**EXERCISE DETAILS**
The following data has a line with "pixel 200 203" and a line with "pixel 38 127". Write out exactly those lines and all the lines between them.
[DATA SUPPLIED Boundary: Start]
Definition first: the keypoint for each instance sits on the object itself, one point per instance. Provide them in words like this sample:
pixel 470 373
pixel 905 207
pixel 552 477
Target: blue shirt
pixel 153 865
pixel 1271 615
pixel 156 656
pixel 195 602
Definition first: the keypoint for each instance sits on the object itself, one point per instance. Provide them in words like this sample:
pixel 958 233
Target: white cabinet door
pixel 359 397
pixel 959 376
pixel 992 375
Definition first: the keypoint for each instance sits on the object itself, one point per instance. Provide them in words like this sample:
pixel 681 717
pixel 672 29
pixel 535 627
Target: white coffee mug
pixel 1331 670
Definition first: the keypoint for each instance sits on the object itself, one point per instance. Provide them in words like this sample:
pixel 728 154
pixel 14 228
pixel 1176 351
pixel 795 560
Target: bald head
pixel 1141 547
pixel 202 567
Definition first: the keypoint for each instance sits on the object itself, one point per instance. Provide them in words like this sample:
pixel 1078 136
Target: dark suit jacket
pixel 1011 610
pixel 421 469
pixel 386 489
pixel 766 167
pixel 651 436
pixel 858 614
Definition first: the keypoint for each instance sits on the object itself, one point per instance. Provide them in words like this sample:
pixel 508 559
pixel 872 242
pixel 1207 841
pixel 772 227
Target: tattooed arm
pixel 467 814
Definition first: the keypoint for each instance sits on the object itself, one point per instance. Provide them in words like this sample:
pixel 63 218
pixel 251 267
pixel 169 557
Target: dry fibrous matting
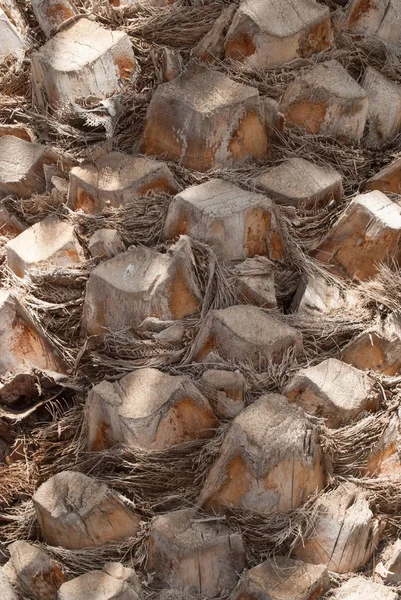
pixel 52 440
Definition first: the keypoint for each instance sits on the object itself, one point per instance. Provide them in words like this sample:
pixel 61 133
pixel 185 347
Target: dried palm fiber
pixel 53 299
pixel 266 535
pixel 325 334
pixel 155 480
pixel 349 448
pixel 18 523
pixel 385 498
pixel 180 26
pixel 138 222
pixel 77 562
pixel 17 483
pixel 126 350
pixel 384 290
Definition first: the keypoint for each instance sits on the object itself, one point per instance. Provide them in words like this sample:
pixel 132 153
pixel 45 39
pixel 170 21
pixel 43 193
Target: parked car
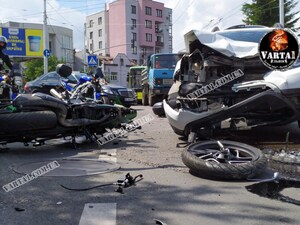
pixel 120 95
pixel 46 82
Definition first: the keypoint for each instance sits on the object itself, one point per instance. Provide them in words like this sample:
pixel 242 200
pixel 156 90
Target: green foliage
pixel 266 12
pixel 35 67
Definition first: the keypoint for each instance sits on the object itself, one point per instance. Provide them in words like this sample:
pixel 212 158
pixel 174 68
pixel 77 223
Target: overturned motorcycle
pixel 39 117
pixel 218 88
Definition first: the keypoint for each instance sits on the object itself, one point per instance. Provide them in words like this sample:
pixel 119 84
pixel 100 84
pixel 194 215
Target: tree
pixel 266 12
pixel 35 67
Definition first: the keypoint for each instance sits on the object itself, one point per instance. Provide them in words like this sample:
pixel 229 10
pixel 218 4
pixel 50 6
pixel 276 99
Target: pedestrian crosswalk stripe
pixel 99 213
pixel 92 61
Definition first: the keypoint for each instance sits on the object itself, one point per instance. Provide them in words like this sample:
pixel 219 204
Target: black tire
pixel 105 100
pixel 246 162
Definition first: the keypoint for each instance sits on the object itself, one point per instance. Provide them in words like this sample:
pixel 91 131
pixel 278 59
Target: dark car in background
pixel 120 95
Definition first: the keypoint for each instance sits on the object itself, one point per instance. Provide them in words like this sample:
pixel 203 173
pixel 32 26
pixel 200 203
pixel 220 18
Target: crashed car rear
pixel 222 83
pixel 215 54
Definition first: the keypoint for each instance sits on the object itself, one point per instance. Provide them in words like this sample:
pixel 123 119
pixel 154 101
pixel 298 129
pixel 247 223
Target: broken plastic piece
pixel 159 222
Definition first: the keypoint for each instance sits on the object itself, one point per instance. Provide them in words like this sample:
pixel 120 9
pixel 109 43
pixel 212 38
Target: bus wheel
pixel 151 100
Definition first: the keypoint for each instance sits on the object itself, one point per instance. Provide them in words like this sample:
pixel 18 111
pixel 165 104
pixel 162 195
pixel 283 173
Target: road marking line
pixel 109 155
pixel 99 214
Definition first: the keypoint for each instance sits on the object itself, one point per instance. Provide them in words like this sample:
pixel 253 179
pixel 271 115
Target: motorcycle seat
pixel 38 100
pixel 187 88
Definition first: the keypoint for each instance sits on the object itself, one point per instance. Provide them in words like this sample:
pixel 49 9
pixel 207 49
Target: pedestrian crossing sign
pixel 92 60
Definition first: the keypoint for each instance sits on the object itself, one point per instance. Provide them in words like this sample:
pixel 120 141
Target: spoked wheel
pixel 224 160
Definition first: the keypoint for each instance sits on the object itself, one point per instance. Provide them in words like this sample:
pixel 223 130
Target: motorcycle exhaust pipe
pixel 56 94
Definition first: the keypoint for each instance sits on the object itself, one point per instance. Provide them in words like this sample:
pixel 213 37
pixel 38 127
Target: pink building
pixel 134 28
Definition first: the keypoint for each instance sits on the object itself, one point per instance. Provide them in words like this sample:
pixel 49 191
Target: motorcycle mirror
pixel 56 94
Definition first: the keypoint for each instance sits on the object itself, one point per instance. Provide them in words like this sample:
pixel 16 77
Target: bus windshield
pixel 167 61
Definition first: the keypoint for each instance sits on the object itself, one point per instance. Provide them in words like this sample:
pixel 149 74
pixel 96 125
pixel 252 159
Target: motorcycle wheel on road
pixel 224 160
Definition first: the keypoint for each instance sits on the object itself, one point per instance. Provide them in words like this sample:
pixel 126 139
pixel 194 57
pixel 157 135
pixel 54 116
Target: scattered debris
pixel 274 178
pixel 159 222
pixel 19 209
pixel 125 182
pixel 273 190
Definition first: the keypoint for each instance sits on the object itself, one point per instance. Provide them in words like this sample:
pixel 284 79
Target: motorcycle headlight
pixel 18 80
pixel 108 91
[DATA SUPPLIED Boundary: End]
[DATA SUPPLIED Boundary: Start]
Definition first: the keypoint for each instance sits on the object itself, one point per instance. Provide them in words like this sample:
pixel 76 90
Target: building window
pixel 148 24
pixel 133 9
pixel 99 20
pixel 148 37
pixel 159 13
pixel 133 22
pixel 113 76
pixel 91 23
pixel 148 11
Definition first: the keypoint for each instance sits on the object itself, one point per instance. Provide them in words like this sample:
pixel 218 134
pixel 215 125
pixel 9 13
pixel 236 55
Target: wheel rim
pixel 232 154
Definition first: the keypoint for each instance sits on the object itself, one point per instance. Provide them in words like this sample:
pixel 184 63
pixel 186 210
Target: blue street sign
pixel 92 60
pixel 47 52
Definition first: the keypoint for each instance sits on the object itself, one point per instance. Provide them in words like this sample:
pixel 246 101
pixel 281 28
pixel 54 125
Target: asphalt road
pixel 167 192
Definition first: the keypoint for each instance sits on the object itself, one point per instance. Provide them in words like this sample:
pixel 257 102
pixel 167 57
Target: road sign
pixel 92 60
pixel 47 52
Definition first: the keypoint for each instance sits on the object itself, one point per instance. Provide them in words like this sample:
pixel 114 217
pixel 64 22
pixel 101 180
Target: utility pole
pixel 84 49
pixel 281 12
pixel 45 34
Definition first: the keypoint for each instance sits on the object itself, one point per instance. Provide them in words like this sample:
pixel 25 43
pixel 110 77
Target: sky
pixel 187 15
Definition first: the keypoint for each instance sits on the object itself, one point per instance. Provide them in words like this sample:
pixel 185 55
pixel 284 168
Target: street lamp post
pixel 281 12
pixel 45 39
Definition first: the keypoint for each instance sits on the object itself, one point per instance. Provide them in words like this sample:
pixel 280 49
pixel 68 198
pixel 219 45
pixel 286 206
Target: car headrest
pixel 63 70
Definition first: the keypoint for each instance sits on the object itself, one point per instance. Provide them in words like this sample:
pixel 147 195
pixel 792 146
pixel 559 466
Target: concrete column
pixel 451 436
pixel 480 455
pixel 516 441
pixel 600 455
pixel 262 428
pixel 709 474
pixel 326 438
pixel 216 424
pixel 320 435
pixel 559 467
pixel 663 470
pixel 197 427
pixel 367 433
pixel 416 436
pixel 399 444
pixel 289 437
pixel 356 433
[DATA SUPPLIED Boundary: End]
**SOLUTION FOR THIS PROBLEM**
pixel 200 203
pixel 220 18
Target: crashed car rear
pixel 222 83
pixel 215 54
Definition first: the keypoint for each instance sits on the object itself, one point per instance. Provide them in words like this sample:
pixel 123 119
pixel 154 101
pixel 298 129
pixel 247 223
Target: broken plastic piece
pixel 159 222
Definition first: the keypoint for each instance sits on the object itself, one point per instance. Provide them in words like this sample:
pixel 120 9
pixel 109 43
pixel 212 38
Target: bus wheel
pixel 151 100
Definition first: the keypoint for each instance sits on the object itself, one point per instance. Provide them in words like this sample:
pixel 18 111
pixel 165 104
pixel 162 195
pixel 283 173
Target: road marking line
pixel 109 155
pixel 99 214
Definition first: the keypoint for each instance sits on the object itself, one point per instance. Provide them in words like this sample:
pixel 253 179
pixel 271 115
Target: motorcycle seat
pixel 38 100
pixel 187 88
Definition first: the keypoint for each instance sits on the object itself, one point per instance. Provide them in words like this sample:
pixel 49 9
pixel 207 49
Target: pedestrian crossing sign
pixel 92 60
Definition first: the keypoint for each instance sits on the object itself, one point per instance. Provide them in words like this sample:
pixel 120 141
Target: spoked wheel
pixel 224 160
Definition first: the keypoint for each instance sits on the object itself, one point per instance. Provide them in words like this sample:
pixel 223 130
Target: motorcycle exhaust pipe
pixel 56 94
Definition first: the keypoint for each instance sits on the object itself, one point per instance. Provide them in words like this sample:
pixel 213 37
pixel 38 127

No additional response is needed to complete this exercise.